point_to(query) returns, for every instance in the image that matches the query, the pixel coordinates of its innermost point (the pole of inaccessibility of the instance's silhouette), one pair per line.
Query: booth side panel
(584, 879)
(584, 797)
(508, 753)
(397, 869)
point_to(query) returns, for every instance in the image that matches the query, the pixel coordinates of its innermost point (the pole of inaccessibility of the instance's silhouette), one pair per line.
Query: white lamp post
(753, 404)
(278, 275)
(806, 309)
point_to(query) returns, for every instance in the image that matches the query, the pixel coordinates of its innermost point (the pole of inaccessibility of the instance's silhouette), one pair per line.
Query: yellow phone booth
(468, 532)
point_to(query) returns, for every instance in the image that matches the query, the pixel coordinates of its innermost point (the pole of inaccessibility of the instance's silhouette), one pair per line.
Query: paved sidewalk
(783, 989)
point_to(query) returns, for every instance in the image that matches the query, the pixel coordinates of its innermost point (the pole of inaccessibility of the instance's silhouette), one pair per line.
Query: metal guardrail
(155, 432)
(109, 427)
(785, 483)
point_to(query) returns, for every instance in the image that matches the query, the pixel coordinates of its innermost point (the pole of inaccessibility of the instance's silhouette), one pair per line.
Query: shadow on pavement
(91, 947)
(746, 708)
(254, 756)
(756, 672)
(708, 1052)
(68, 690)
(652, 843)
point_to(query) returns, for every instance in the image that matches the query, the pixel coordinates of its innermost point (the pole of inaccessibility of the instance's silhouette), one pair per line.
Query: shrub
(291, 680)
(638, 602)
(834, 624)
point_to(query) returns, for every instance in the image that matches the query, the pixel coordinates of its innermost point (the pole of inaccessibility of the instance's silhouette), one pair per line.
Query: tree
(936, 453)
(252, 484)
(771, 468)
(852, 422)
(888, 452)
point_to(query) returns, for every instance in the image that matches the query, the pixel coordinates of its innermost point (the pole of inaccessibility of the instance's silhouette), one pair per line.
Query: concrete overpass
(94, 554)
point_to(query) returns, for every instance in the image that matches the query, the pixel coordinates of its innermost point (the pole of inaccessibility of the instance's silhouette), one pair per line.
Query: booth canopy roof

Your objective: All that should be returned is the run of lines from the one with "Query: shrub" to the last line of the material above, copied exactly.

Answer space:
Query: shrub
(291, 680)
(638, 602)
(834, 624)
point_to(query) returns, for every instance in the image that matches the query, the pixel coordinates of its innermost point (the pole of inaccessibility of the instance's silhouette), one pair per line.
Query: tree
(936, 453)
(252, 484)
(771, 468)
(852, 422)
(888, 452)
point_to(query) returns, for every instance in the image that matches the query, the pixel coordinates of its innermost point (the pole of inaccessibility of the instance's silhouette), one pair per line.
Query: concrete overpass
(94, 554)
point_to(query) returns, for every instance in the image that matches the query, the pixel coordinates of its innermost point (the pole of inaccessibility of the instance's silhouette), one pair per line.
Query: booth canopy roof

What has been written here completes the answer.